» Assigned task
Your answer must contain only the lines from the one containing "box: [442, 155, 499, 181]" through the end of the entries below, reproduced character for character.

» The data
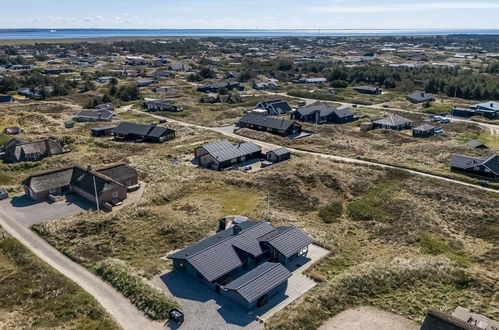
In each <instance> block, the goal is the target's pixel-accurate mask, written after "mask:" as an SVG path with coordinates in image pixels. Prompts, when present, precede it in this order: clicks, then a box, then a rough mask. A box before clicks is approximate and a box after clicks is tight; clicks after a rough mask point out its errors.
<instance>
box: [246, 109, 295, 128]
mask: <svg viewBox="0 0 499 330" xmlns="http://www.w3.org/2000/svg"><path fill="white" fill-rule="evenodd" d="M239 122H240V123H246V124H253V125H258V126H262V127H268V128H273V129H278V130H287V129H288V128H289V127H291V125H293V122H292V121H290V120H286V119H279V118H274V117H269V116H259V115H255V114H252V113H248V114H246V115H244V116H243V117H242V118H241V119H240V120H239Z"/></svg>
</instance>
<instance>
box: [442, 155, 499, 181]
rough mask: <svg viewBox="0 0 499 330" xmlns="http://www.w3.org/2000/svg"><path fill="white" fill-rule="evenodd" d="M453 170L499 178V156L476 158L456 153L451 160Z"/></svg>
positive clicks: (451, 166)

» Task solution
box: [442, 155, 499, 181]
rough mask: <svg viewBox="0 0 499 330" xmlns="http://www.w3.org/2000/svg"><path fill="white" fill-rule="evenodd" d="M453 170L499 178V156L476 158L456 153L451 160Z"/></svg>
positive clicks: (451, 166)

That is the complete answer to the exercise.